[begin Information supplied]

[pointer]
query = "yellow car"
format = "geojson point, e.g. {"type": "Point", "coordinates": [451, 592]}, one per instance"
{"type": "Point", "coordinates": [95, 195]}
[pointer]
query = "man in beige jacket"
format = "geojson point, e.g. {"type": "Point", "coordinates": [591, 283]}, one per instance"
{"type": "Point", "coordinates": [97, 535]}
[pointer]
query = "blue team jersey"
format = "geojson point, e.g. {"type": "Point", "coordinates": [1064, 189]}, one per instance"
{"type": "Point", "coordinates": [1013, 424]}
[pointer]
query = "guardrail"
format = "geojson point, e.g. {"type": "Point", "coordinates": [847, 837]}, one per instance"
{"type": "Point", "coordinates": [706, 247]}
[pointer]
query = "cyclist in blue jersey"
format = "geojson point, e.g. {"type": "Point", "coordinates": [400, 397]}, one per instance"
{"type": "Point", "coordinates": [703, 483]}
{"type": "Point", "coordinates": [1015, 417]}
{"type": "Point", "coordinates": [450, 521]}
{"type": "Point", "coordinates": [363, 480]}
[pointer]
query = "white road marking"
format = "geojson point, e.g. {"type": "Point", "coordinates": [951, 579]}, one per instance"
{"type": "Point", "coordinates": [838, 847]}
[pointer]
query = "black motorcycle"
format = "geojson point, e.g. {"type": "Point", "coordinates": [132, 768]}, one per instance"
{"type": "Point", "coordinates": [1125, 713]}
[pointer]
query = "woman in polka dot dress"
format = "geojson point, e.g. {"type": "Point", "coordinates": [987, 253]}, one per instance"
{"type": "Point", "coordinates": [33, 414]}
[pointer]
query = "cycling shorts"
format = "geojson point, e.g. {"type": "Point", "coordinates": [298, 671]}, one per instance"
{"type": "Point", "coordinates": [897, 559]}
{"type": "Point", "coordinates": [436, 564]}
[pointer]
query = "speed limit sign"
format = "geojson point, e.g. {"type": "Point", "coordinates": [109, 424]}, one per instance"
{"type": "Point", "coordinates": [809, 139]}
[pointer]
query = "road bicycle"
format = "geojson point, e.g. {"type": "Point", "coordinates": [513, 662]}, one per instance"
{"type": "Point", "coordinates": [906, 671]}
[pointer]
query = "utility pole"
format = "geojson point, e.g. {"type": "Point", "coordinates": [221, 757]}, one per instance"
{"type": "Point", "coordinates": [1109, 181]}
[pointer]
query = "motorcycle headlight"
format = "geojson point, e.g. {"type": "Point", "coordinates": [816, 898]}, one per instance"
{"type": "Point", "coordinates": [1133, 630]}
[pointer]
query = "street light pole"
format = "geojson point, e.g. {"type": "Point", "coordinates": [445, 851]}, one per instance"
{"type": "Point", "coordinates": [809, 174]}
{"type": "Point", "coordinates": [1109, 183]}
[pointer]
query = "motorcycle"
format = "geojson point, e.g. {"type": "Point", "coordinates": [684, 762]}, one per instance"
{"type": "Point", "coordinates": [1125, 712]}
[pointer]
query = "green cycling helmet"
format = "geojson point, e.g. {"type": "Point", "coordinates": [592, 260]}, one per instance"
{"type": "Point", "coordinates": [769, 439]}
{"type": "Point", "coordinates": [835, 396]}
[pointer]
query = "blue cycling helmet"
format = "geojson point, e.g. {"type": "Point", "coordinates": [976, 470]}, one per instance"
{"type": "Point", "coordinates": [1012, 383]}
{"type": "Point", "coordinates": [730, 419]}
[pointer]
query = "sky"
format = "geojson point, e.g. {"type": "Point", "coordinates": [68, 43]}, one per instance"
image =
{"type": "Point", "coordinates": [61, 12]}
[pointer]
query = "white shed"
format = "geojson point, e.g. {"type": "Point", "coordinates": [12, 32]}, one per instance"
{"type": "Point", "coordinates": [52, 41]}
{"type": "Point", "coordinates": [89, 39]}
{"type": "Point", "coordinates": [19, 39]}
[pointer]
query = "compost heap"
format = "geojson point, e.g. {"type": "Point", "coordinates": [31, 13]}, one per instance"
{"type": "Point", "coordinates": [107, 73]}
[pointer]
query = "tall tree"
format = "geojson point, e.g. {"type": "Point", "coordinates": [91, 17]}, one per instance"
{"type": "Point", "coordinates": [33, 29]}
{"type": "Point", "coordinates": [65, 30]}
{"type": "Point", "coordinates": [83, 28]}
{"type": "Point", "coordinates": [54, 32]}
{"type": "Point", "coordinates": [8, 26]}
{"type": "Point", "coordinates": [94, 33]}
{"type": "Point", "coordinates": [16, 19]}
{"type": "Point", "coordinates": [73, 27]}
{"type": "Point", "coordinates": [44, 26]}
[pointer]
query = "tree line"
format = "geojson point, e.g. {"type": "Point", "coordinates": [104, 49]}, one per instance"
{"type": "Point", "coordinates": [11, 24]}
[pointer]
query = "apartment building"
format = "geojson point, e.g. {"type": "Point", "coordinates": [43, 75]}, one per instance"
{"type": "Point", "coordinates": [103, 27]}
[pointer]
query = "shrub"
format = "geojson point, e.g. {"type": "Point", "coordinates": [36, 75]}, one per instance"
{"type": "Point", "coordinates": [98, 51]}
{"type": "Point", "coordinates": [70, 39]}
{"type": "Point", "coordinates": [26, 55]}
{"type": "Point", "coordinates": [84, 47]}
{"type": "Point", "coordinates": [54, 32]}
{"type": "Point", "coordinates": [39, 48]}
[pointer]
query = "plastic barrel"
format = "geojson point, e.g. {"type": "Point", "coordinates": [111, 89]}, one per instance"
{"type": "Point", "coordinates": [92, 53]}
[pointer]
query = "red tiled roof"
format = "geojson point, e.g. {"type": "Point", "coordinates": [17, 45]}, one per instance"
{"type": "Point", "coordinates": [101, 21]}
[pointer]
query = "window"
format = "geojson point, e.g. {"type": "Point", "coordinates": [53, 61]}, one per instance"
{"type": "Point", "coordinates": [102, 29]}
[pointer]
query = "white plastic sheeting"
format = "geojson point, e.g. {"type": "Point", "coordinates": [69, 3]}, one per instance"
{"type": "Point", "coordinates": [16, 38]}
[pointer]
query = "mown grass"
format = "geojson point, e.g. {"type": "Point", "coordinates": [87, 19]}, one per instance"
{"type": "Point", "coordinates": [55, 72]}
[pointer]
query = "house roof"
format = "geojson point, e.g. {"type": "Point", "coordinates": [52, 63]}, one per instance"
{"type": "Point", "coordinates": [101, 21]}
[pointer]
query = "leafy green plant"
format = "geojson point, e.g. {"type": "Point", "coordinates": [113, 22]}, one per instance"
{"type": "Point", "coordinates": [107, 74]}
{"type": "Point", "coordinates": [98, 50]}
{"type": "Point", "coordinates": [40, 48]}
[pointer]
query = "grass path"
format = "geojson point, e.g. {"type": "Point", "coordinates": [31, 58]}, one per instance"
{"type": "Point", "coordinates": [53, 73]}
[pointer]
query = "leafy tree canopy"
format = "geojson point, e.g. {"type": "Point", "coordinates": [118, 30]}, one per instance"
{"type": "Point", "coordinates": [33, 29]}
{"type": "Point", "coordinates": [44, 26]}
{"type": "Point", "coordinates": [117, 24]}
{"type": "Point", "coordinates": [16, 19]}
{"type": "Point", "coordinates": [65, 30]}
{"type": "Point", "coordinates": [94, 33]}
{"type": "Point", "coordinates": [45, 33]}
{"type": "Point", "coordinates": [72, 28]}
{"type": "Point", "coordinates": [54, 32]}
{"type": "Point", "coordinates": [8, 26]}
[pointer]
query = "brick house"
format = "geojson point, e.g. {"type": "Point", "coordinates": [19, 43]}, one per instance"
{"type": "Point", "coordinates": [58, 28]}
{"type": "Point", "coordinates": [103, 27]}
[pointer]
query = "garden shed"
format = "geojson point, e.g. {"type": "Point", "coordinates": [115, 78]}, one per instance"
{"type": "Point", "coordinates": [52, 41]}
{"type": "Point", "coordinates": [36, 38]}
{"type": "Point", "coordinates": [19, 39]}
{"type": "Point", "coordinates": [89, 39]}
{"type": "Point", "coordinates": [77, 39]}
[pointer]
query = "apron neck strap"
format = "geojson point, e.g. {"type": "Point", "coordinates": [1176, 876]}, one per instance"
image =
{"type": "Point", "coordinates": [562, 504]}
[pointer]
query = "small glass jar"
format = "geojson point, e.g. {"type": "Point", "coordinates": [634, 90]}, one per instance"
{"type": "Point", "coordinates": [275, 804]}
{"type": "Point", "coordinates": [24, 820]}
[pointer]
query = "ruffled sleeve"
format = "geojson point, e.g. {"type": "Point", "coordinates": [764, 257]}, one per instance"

[end Information supplied]

What to do
Gather every line of the listing above that contains the word "white", and copy each one in full.

The solution
query = "white road marking"
query = "white shed"
query = "white plastic sheeting"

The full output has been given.